Saved entries:
• • • • •
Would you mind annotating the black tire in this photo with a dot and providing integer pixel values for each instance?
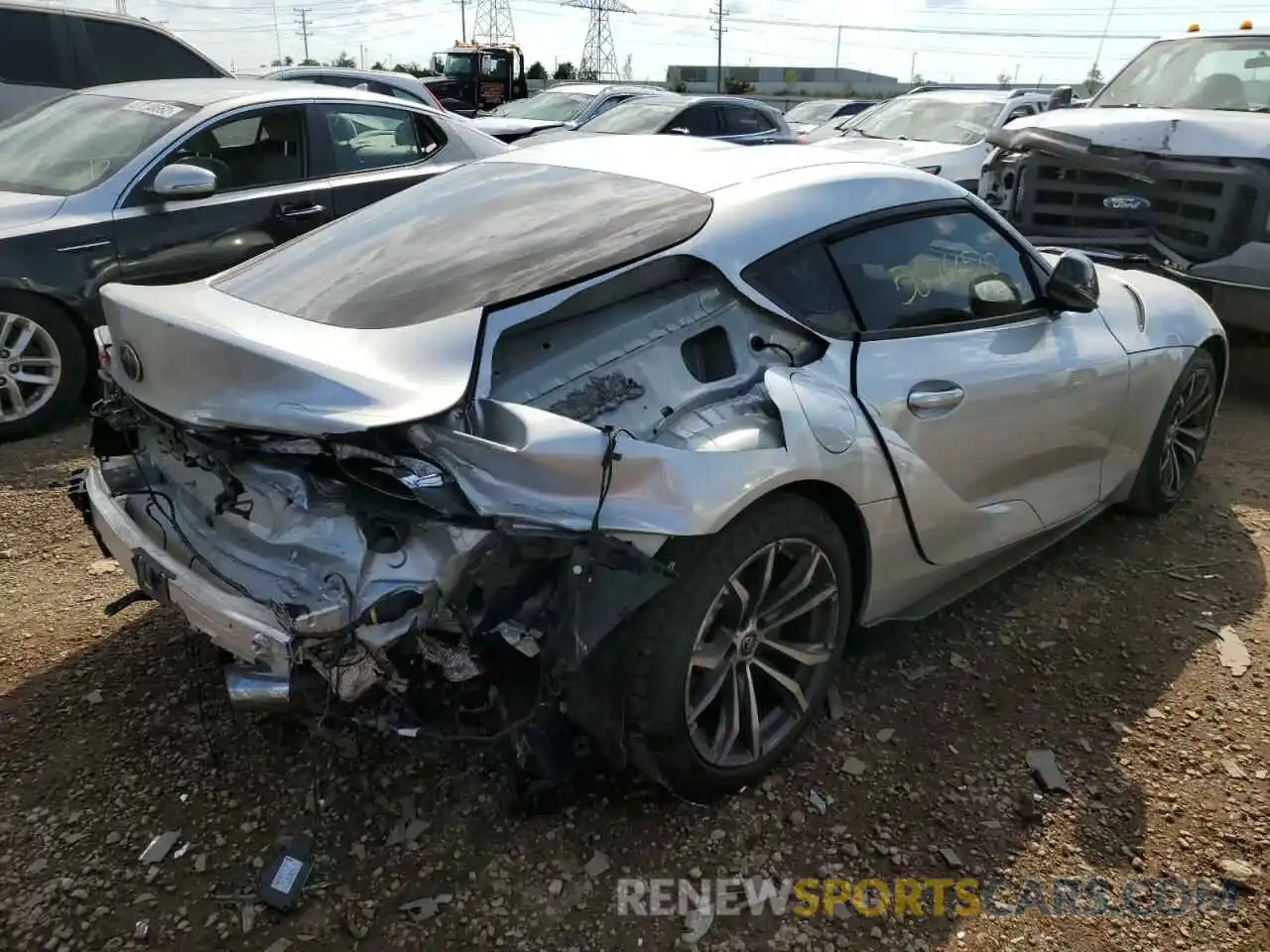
(68, 341)
(1153, 492)
(663, 638)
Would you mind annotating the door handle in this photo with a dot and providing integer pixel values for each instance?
(302, 211)
(928, 398)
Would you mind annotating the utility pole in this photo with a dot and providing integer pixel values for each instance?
(717, 12)
(307, 26)
(462, 17)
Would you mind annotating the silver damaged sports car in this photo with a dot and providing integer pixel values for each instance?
(638, 465)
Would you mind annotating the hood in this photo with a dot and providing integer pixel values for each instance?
(21, 209)
(511, 127)
(1187, 132)
(211, 359)
(902, 151)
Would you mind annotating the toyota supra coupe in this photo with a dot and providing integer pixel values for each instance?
(638, 474)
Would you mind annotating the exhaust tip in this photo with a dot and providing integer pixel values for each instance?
(253, 689)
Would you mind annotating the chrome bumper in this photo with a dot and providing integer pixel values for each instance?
(243, 627)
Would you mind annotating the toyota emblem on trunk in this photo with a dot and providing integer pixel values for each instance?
(1127, 203)
(130, 362)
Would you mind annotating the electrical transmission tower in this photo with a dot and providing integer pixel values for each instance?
(717, 12)
(598, 58)
(307, 26)
(492, 22)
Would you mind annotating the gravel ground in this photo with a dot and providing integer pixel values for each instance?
(1102, 652)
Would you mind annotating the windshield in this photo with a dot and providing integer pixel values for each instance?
(928, 118)
(68, 145)
(634, 118)
(554, 107)
(453, 63)
(1201, 72)
(816, 111)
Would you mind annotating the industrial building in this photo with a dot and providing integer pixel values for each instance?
(784, 80)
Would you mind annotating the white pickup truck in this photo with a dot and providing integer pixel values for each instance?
(1166, 168)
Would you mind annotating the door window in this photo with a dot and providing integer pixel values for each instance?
(27, 50)
(126, 54)
(742, 121)
(250, 151)
(375, 137)
(804, 282)
(934, 271)
(698, 121)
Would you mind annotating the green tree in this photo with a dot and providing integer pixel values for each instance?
(1093, 80)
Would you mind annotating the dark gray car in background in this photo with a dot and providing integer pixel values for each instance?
(46, 51)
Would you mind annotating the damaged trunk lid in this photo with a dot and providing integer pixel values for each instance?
(209, 359)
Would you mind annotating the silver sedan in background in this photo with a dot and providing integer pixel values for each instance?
(647, 467)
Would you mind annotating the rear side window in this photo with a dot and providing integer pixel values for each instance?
(126, 54)
(444, 246)
(27, 51)
(804, 281)
(739, 121)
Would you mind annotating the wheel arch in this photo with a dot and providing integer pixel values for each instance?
(1219, 348)
(846, 516)
(16, 293)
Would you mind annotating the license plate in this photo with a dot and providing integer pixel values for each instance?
(151, 576)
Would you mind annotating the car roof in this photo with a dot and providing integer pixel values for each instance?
(213, 91)
(385, 75)
(976, 95)
(599, 87)
(699, 166)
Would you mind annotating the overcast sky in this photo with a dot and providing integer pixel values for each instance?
(948, 40)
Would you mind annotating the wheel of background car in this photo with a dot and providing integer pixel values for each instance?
(1179, 440)
(44, 365)
(731, 662)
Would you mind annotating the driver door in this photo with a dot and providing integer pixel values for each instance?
(997, 412)
(264, 195)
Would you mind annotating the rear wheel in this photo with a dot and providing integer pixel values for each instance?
(1180, 438)
(42, 366)
(734, 660)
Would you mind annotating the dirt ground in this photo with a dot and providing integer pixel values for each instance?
(1103, 652)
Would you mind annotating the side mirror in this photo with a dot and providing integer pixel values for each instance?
(1074, 285)
(181, 180)
(1061, 98)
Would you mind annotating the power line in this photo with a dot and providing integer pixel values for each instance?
(305, 26)
(717, 12)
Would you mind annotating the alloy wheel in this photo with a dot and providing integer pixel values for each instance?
(1187, 433)
(31, 367)
(769, 633)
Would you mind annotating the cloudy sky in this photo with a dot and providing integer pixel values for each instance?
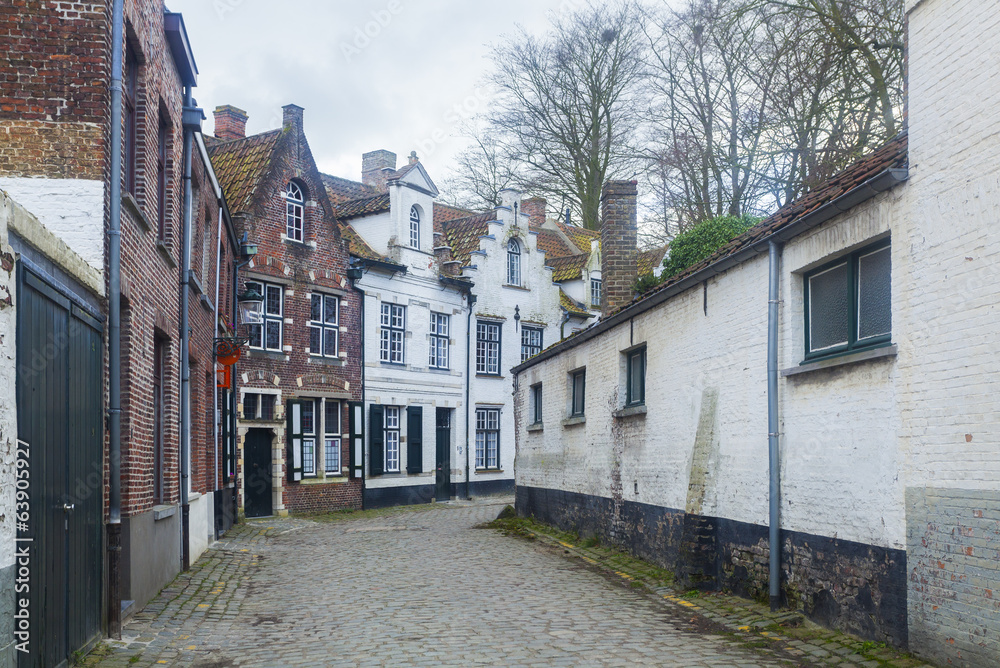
(370, 74)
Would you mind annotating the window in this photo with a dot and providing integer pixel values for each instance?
(393, 333)
(161, 177)
(294, 206)
(595, 293)
(267, 336)
(848, 303)
(390, 436)
(488, 348)
(129, 97)
(635, 378)
(331, 444)
(487, 438)
(531, 342)
(513, 262)
(323, 326)
(258, 406)
(414, 227)
(579, 382)
(440, 331)
(309, 437)
(536, 404)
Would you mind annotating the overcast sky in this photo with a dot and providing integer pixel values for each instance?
(370, 74)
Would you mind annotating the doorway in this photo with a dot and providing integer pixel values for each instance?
(442, 487)
(258, 485)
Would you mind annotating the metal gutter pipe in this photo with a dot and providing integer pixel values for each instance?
(774, 497)
(115, 328)
(185, 472)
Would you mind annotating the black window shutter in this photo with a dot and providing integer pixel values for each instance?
(357, 445)
(415, 439)
(293, 438)
(376, 441)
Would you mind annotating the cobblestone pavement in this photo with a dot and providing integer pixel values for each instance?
(415, 587)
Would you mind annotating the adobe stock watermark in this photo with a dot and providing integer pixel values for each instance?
(365, 34)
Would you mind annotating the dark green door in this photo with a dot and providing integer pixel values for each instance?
(61, 439)
(258, 488)
(443, 482)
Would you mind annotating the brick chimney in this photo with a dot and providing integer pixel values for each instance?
(291, 117)
(230, 122)
(619, 253)
(534, 207)
(376, 167)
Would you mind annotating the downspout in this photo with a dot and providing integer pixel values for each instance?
(185, 473)
(115, 329)
(774, 545)
(468, 383)
(355, 274)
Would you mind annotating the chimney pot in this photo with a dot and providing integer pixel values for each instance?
(230, 122)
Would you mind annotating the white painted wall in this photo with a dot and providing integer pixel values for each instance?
(72, 209)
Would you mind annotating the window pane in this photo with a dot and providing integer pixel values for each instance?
(874, 307)
(273, 341)
(829, 309)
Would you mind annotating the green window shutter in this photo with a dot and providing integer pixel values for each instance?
(376, 440)
(293, 439)
(357, 444)
(415, 439)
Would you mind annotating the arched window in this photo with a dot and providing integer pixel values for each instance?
(513, 262)
(414, 227)
(295, 205)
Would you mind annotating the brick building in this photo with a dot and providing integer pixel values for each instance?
(302, 371)
(864, 316)
(55, 130)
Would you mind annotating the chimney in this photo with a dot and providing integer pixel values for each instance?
(376, 167)
(534, 207)
(619, 253)
(230, 122)
(291, 117)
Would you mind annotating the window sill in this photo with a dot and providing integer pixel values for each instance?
(165, 253)
(630, 411)
(163, 512)
(325, 361)
(842, 360)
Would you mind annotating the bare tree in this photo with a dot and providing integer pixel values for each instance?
(566, 103)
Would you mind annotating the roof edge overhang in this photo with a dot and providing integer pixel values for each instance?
(860, 194)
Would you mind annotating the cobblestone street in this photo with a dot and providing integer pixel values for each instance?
(411, 587)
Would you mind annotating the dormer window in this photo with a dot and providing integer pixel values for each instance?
(414, 227)
(295, 206)
(513, 262)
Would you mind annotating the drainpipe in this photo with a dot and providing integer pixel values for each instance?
(468, 383)
(774, 544)
(355, 274)
(185, 473)
(115, 329)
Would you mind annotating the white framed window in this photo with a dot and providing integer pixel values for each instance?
(531, 342)
(390, 435)
(595, 292)
(268, 335)
(487, 438)
(439, 347)
(295, 203)
(513, 262)
(488, 348)
(309, 438)
(331, 440)
(414, 227)
(324, 325)
(393, 333)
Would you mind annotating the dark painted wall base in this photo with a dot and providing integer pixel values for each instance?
(849, 586)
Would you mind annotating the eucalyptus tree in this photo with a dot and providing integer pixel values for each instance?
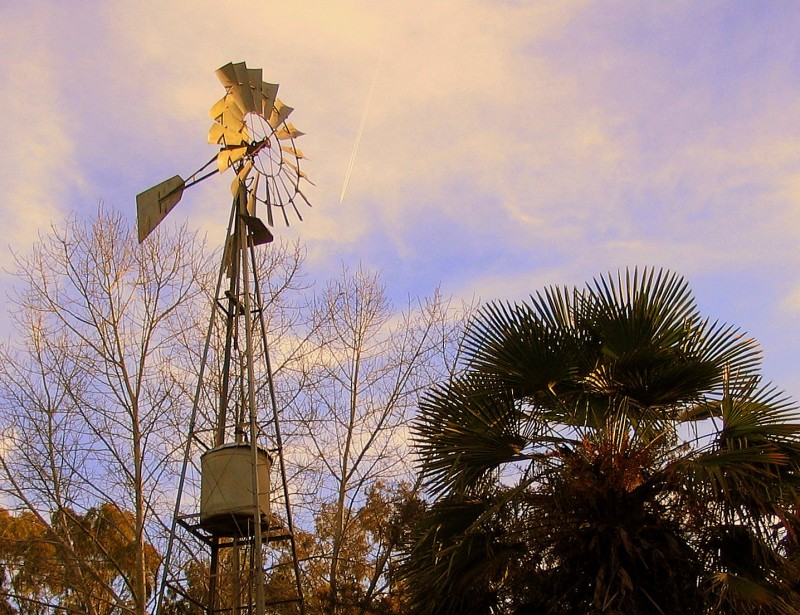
(607, 449)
• • • • •
Exercise aim – Your answer must be an exact copy of the records, free of images.

Task output –
Would you mind annotating the black tire in this photo with a dot and providing integer pixel values for each instance?
(68, 341)
(1153, 492)
(663, 638)
Would you mind annotating the door handle in this photo with a dot and providing integer pixel values for each instance?
(302, 211)
(928, 398)
Would you mind annotating the utility pole in this photo with a dot and providing integer pixel values for each instance?
(717, 12)
(307, 26)
(462, 17)
Would you mind annotating the silver damaged sports car in this photo with a dot and providing integer pixel values for each instance?
(638, 465)
Would you mind annotating the hood in this photo with a dot and providing integer pixel values for each instance?
(21, 209)
(511, 127)
(1187, 132)
(211, 359)
(902, 151)
Would you mind annotating the toyota supra coupe in this photo with a dot and providing integer pixel values for each instance?
(638, 474)
Would you mind annotating the exhaust tip in this photo with a dot and providing integer pixel values for each instance?
(253, 689)
Would you mind annotating the chrome bumper in this photo with a dot and providing integer pixel values for each instance?
(243, 627)
Would you mind annotating the toyota emblem on trunk in this photo with a dot and providing integer pixel values for each instance?
(1127, 203)
(130, 362)
Would you mind annotating the electrical transmission tower in this photo with a dot and providing integer pixel values for each instance?
(717, 12)
(598, 58)
(307, 26)
(492, 22)
Would you mind annotating the gravel ground in this photo with a dot and providing integer pixel values for each instance?
(1102, 652)
Would you mind annotating the windshield in this photo with a dot and providing integer pixel values for each instance?
(928, 118)
(68, 145)
(634, 118)
(554, 107)
(453, 63)
(1201, 72)
(816, 111)
Would you mind annotating the industrial building in this photo with a dot and providing integer pixel values for each instance?
(784, 80)
Would you mind annotating the white pickup truck in this photo with a dot and providing integer pixel values for each instance?
(1166, 168)
Would you mind annotating the door window in this photo with a dot and providing integer pixel values for each instance?
(27, 50)
(126, 54)
(742, 121)
(250, 151)
(375, 137)
(804, 282)
(934, 271)
(698, 121)
Would you mind annotating the green tree in this photo with a dot and providing integer pixel values for each instance?
(1093, 80)
Would you mind annotating the dark gray car in background in this photo with a dot and providing integer pixel values for each instance?
(46, 51)
Would you mind annotating the damaged trunk lid in this photo with a dot and providing integer pixel values for each instance?
(209, 359)
Would you mind annotating the silver sedan in background in this photo with a dot and providing integer pixel values for each instance?
(647, 467)
Would you mind annotating the rear side window in this photo with a dot and providing integer pixel values for each instance?
(126, 54)
(444, 246)
(27, 51)
(804, 281)
(739, 121)
Would you mind annotating the wheel arch in this photo with a dot and providing integer pixel values for each instance?
(1219, 348)
(846, 516)
(16, 293)
Would you mind annotating the license plate in this photo with a dot and providing integer pixel values for each instance?
(151, 576)
Would you mind annotating the car roof in this photo with a dot and providing integer pixel values for each instance?
(213, 91)
(385, 75)
(976, 95)
(599, 87)
(699, 166)
Would you mind annotating the overcast sky in this photo with a dot and providing integer pixel values for each instance?
(948, 40)
Would you mind annotating the wheel of background car in this photo with a dot and providing integer pixel values for each instance?
(1179, 440)
(44, 365)
(731, 662)
Would you mind annotating the driver door in this photo with a dot and providing integer pixel values for each instance?
(997, 412)
(264, 195)
Would you mind annotating the rear wheel in this photo with a dot and providing integer pixel values for each instance?
(1180, 438)
(42, 366)
(734, 660)
Would you mind annotating the dirt ground in this photo with a dot and providing integer pixel values for each instance?
(1103, 652)
Would you mind annotating the side mirror in this photo with a dot and providing integer pixel values for each instance?
(1074, 285)
(181, 180)
(1061, 98)
Would you mind annotating the power line in this photo with a dot and providing integer pixel values for each instance?
(305, 26)
(717, 12)
Would you mind annotating the alloy wheel in this photo with a dot and providing integer pixel values for each instance?
(1187, 433)
(31, 367)
(769, 633)
Would you mind annotating the cloudy sky in this photo with a dot and providing integer pixel values for each instance?
(370, 74)
Would you mind annotating the window in this photo with a dot and providing integer pixel values for each instance?
(393, 333)
(161, 177)
(294, 206)
(595, 293)
(267, 336)
(848, 303)
(390, 436)
(488, 348)
(129, 97)
(635, 378)
(331, 444)
(487, 438)
(531, 342)
(513, 262)
(323, 326)
(258, 406)
(414, 227)
(579, 382)
(440, 331)
(309, 437)
(536, 404)
Would you mind annotating the overcast sky in this photo with a dot and providing integer pixel values for each instance?
(370, 74)
Would you mind annotating the doorway in this photo with a dot and providing integer pixel values for each instance?
(442, 487)
(258, 485)
Would you mind annotating the metal gutter pipe in this photo with a dot and providing integer pixel values for each instance?
(774, 497)
(115, 328)
(185, 472)
Would you mind annotating the black window shutter in this photo with a dot and providing integer pixel values for each instance?
(357, 445)
(415, 439)
(293, 438)
(376, 441)
Would you mind annotating the cobblestone pavement in this photo with a dot and providing integer pixel values for each instance?
(415, 587)
Would you mind annotating the adobe stock watermark in this photo with a dot and providing integer pixel values for each instance?
(365, 34)
Would you mind annotating the dark green door in this photo with a dot and providing integer pixel values for each instance?
(61, 439)
(258, 488)
(443, 482)
Would you mind annotating the brick chimney in this photo with a dot and providing integer pixel values for each instance?
(291, 117)
(230, 122)
(619, 253)
(534, 207)
(376, 167)
Would you mind annotating the downspout in this photo with a dot and providing integer pixel values for each instance?
(185, 473)
(115, 329)
(774, 545)
(468, 383)
(355, 274)
Would you mind annotating the chimney pot in this photo with a dot and providing integer pixel values for each instance?
(230, 122)
Would you mind annotating the white painted wall in this photo with a dot and providing integer pixel values for each instance?
(72, 209)
Would you mind annotating the window pane in this photo with a dot and providing integer pixel values for each instance?
(874, 307)
(273, 341)
(829, 309)
Would you mind annotating the green window shutter in this photo with a dot and providing integer pixel values for each instance?
(376, 440)
(293, 439)
(357, 444)
(415, 439)
Would you mind annotating the arched window in this photo with a dot and providing integer pixel values for each instance?
(513, 262)
(414, 227)
(295, 205)
Would you mind annotating the brick building in this photo with a dot and providing integer pixel values for each instance?
(302, 371)
(864, 316)
(55, 130)
Would you mind annotating the chimney in this photo with a dot and providing integer pixel values for each instance?
(376, 167)
(534, 207)
(619, 253)
(230, 122)
(291, 117)
Would you mind annotating the window sill in this photo with a dot and providing integer pixel values for each instance?
(165, 253)
(630, 411)
(163, 512)
(325, 361)
(842, 360)
Would you mind annotating the bare tree in this photo with a dot and providing integer pixel values for each instance?
(566, 103)
Would you mind annotating the roof edge overhang in this photo with a dot and providing integer pixel values for each instance?
(860, 194)
Would you mind annotating the cobblestone street in this photo with a dot and providing integer pixel values for each instance?
(411, 587)
Would you mind annotating the dormer window in this photo with a dot and providing integer pixel values for each instance?
(414, 227)
(295, 206)
(513, 262)
Would you mind annotating the drainpipe in this photo with a dot and providing integer pixel values for each instance?
(468, 383)
(774, 544)
(355, 274)
(185, 473)
(115, 329)
Would you mind annotating the white framed window in this photo with a dot and providing integer pixel values for each instance?
(531, 342)
(390, 435)
(595, 292)
(268, 335)
(487, 438)
(439, 347)
(295, 203)
(513, 262)
(488, 348)
(309, 438)
(331, 440)
(414, 227)
(324, 325)
(393, 333)
Would you mind annotating the dark painted wall base in this photo with a dot and providing integer pixel values for each instance?
(849, 586)
Would you mind annotating the eucalyptus tree in this photo with a dot and providing integer pixel values for each instance?
(607, 449)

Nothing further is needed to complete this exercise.